** EXERCISE AIM **
Without the pictures, output the records below word for word.
--- START OF RECORD SET ---
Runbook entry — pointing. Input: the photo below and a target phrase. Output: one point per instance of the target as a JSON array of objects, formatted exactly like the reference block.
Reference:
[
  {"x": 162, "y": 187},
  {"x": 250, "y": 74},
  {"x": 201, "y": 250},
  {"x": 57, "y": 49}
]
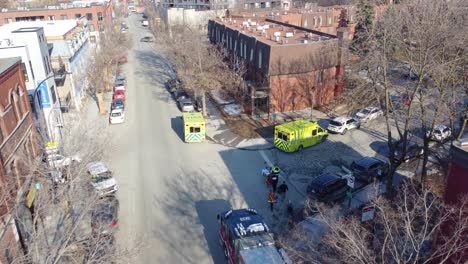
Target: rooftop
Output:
[
  {"x": 6, "y": 63},
  {"x": 74, "y": 4},
  {"x": 51, "y": 28},
  {"x": 274, "y": 33}
]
--- END OF RECORD SET ---
** THE RESPONSE **
Runbook entry — pointing. Input: the photo below and a target phrase. Output: one point per instance of the target as a JSON array of objects, formatted exactly like the reference block.
Reference:
[
  {"x": 162, "y": 187},
  {"x": 250, "y": 74},
  {"x": 201, "y": 250},
  {"x": 57, "y": 49}
]
Target: rooftop
Output:
[
  {"x": 6, "y": 63},
  {"x": 74, "y": 4},
  {"x": 51, "y": 28},
  {"x": 274, "y": 33}
]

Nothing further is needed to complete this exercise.